• _SELECTED TEXT_
** Begin **
If your work requires that you use an on-prem Docker registry, you may find it difficult to use open source Helm Charts that refer to publicly hosted Docker images from
places like Docker Hub or quay.io.
I’ve run into this problem myself a couple times. Sometimes I just browse through the values.yml files and figure out what images are being used,
then pull them to my local machine before retagging them and pushing to our registry.
If there are a lot of images, I’ll sometimes write a quick bash script to do this. But so far, that bash script would just pull and push one image at a time.
To speed this process up, and to make it easier to repeat for any Helm Chart, I revisited this today. Here’s what I came up with.
helm template . \
    | yq '..|.image? | select(.)' \
    | sort \
    | uniq \
    | xargs -I % -n 1 -P 4 bash -c "docker pull % && docker tag % my.registry.com/% docker push my.registry.com/%"
Let’s break this down. We’ll look at each command one at a time.
helm template .
This assumes you are in a directory containining a Helm chart. The template command prints out all of the Kubernetes objects that would normally be created via helm install. Its output is
formatted in yaml.
yq '..|.image? | select(.)'
yq is a variant of the popular jq command line tool.
Whereas jq expects to deal with JSON streams, yq allows you to do the same with yaml.
The magic is in the filters that yq provides. Filters act on some input and performs some operation to produce an output. In this case,
we’re using the recursive descent operator to find all
fields named image. The ? in .image? indicates that yq should produce either the image value or null if it doesn’t exist. Piping that to select(.) will ignore all null values, finally
returning a new-line delimited string of the images we’re after.
At this point in the chain, our output looks something like this:
nginx:latest
prom/prometheus:latest
nginx:latest
Notice that nginx:latest is listed twice. That’s intentional. Most charts use an image in many places, so we need to filter them so we don’t have duplicates.
sort | uniq
We’ll discuss sort and uniq together. As you can probably guess, sort will sort the output of the previous step alphabetically. This step is required in order for uniq to do its job and remove duplicates.
** End **
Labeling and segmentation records
** Begin **
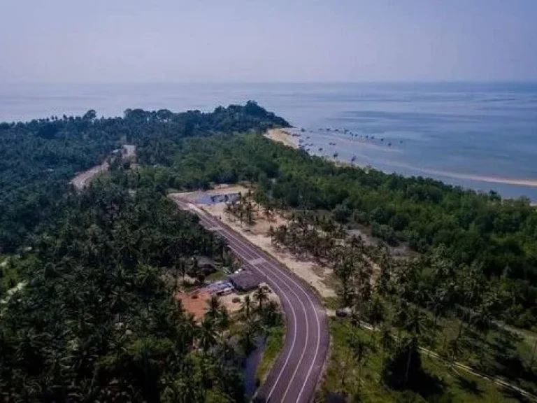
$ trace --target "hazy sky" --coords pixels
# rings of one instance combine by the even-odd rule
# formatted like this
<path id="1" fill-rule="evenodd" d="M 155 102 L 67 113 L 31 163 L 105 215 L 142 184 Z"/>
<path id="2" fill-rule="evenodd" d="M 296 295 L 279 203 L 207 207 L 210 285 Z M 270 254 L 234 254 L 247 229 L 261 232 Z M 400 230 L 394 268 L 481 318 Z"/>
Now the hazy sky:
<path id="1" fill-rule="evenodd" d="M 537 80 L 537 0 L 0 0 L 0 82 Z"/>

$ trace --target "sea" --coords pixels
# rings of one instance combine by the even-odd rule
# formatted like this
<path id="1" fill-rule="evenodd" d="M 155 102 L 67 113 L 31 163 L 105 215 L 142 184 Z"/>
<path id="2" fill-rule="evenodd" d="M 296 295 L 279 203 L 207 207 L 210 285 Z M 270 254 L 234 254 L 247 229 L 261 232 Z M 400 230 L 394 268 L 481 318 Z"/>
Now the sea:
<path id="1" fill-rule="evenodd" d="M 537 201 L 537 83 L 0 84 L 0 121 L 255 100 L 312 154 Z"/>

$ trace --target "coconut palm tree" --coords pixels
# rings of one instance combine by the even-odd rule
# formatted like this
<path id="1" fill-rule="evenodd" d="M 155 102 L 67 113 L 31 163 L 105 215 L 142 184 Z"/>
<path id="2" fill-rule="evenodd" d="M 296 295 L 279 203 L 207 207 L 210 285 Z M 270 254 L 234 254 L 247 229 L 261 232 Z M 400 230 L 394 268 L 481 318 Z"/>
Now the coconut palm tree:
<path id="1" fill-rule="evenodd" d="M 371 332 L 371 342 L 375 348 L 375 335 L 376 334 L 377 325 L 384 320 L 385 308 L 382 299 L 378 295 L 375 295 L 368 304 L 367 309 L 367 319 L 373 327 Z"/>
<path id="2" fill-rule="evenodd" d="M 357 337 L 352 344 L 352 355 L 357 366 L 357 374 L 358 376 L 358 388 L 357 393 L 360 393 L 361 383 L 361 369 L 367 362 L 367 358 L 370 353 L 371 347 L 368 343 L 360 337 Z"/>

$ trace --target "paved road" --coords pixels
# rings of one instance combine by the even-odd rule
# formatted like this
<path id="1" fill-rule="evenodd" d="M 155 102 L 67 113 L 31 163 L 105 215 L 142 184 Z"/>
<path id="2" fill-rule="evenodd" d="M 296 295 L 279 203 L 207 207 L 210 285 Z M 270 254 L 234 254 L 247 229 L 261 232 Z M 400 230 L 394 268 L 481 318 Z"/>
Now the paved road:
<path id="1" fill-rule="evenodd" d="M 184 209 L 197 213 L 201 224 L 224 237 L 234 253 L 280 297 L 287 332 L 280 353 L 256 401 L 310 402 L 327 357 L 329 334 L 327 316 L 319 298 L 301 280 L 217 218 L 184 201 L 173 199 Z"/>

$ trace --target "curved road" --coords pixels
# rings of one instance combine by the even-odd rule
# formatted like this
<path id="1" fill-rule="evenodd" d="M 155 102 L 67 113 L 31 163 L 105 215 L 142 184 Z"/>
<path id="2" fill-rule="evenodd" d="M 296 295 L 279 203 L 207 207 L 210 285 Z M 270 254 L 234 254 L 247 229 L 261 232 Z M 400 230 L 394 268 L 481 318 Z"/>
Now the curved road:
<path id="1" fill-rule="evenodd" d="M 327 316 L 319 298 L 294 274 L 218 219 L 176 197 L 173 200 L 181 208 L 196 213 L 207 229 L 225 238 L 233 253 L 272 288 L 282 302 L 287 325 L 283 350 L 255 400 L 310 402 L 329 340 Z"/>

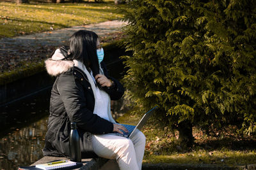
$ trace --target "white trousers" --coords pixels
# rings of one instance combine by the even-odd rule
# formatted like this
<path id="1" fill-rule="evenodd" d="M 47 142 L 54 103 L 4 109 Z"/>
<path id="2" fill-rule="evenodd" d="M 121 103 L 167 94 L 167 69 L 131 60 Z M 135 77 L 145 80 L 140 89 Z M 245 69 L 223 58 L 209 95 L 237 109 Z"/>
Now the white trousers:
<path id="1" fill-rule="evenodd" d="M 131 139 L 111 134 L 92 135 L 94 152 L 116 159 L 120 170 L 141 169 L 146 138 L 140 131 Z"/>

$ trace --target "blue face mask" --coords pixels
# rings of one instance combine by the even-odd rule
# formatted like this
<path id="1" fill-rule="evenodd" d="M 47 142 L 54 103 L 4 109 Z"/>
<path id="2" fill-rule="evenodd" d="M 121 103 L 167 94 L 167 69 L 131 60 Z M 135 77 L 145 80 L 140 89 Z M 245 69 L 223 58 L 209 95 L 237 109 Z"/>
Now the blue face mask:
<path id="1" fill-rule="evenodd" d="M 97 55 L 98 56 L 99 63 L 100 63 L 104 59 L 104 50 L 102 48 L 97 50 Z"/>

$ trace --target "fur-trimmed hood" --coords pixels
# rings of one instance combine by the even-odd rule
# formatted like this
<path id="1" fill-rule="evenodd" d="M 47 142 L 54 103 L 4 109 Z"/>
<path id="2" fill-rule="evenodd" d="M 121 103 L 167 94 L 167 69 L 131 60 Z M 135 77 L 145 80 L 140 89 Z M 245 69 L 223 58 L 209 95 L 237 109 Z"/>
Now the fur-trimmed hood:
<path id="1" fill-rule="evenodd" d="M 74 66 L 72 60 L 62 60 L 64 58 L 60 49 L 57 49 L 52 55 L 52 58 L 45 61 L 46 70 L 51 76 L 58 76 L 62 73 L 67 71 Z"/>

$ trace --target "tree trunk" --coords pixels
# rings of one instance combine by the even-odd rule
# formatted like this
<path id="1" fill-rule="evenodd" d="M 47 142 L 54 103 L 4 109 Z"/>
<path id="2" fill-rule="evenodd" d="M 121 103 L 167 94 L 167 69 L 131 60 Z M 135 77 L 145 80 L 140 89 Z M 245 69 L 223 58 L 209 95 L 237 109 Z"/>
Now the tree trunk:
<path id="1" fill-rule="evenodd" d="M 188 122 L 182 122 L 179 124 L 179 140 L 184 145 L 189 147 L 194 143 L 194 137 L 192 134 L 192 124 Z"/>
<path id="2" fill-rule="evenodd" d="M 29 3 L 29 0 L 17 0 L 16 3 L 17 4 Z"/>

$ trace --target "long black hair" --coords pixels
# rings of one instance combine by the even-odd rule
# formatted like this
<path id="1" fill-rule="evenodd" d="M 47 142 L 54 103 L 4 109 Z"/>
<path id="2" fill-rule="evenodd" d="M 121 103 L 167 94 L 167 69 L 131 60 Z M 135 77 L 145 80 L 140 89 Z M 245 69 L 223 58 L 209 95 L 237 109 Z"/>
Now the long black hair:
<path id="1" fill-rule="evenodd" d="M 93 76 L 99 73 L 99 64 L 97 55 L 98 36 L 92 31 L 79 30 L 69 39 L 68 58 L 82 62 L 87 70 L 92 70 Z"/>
** End **
• _JOBS_
[a] In the text on copying Helm chart images to an on-prem registry, what does the ? in .image? instruct yq to produce?
[b] Carry on the text on copying Helm chart images to an on-prem registry, beginning after its final sentence.

• _RESULTS OF THE TASKS_
[a] Either the image value or null if the field does not exist.

[b]
Finally, we get to push some images! xargs is a nifty tool. With it you can construct and execute arbitrary unix commands based on standard input. Another awesome feature is it allows you to easily parallelize tasks. Let’s disect
the arguments I’m passing to it.
-I % indicates that we would like to use the % character as a substitution character when building up our command. Without this, xargs defaults to appending input to the end of the command.
-n 1 forces xargs to provide one line of input at a time to each command execution. This is useful for us, as each image from the previous step is separated by \n.
-P 4 is the max-procs flag. This is where our parallelism comes from. xargs will run 4 executions in parallel.
The remaining part of this is the command we want xargs to invoke. For each Docker image, xargs will call bash -c "docker pull % && docker tag % my.registry.com/% docker push my.registry.com/%".
The actual docker pull, docker tag, and docker push commands we want to run are wrapped in bash -c. This is done just so it’s clear that each command after && is meant to be included in the xargs execution.
So there we have it. A one line bash script for quickly copying the images required by a Helm chart to your own Docker Registry.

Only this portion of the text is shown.